Aim
Copy the items from the beginning through the line containing "[482,0,505,43]", replacing "examine" with "inspect" and leaving everything else unchanged.
>> BEGIN Extracted entries
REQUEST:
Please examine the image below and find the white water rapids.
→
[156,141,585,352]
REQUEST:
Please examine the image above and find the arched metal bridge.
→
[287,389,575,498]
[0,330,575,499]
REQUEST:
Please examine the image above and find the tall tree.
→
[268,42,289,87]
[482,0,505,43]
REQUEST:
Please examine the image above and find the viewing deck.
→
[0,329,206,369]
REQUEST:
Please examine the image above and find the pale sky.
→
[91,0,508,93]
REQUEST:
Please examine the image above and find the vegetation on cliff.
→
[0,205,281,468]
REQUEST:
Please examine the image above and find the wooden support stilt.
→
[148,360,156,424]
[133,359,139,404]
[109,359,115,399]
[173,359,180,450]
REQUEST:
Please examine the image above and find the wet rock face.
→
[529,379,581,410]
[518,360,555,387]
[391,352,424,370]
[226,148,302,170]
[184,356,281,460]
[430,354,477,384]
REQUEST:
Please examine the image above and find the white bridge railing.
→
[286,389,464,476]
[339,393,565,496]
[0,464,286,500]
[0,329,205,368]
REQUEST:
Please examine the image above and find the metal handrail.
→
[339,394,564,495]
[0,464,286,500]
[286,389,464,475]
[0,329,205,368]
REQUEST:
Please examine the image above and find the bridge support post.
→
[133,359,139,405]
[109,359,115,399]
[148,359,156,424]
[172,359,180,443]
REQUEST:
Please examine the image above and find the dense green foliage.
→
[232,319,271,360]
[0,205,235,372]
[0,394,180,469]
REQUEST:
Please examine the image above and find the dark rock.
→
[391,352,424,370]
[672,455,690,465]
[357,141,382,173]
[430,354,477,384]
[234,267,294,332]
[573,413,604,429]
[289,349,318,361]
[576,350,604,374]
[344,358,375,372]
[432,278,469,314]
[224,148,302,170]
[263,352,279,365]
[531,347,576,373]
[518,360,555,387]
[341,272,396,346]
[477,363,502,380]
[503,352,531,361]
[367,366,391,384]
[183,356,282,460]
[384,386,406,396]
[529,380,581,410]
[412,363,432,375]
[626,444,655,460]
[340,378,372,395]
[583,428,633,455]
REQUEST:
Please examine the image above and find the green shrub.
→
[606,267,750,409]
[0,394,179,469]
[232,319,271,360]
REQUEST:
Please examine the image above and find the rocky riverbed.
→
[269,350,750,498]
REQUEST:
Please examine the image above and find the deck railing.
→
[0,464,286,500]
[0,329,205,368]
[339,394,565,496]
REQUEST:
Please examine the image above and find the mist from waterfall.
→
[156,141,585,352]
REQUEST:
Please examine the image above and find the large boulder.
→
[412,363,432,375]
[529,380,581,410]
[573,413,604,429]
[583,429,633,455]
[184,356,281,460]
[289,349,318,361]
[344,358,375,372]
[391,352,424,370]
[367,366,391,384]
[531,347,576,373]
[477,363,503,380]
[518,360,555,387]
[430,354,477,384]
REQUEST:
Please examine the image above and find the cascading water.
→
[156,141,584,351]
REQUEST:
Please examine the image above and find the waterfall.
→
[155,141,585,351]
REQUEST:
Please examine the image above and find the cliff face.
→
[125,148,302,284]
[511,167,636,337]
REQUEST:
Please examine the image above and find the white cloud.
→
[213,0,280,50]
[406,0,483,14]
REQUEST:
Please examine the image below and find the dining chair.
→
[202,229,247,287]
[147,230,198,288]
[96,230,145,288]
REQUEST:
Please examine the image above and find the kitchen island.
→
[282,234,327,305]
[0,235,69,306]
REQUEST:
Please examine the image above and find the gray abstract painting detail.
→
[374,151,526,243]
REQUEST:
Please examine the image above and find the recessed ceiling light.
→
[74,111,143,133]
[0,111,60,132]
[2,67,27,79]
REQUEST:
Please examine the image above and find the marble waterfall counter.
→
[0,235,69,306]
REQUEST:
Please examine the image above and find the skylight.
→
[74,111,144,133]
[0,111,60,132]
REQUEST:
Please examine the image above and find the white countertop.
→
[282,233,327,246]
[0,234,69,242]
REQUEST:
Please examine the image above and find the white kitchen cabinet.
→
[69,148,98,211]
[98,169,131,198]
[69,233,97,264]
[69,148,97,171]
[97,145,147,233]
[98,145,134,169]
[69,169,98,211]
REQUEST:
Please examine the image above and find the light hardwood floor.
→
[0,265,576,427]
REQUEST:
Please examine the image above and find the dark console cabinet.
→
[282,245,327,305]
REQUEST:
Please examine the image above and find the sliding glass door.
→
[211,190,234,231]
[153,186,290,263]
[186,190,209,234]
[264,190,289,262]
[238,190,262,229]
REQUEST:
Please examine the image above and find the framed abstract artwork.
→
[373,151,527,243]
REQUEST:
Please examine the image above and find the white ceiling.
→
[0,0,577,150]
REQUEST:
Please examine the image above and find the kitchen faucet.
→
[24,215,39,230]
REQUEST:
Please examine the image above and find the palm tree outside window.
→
>> END Extracted entries
The response
REQUEST:
Please inspect the image below and find the white water rapids.
→
[156,141,585,352]
REQUEST:
Please inspect the image above and find the arched metal bridge.
→
[287,389,575,498]
[0,330,575,499]
REQUEST:
Please inspect the image above and find the tall tree.
→
[268,42,289,87]
[482,0,505,43]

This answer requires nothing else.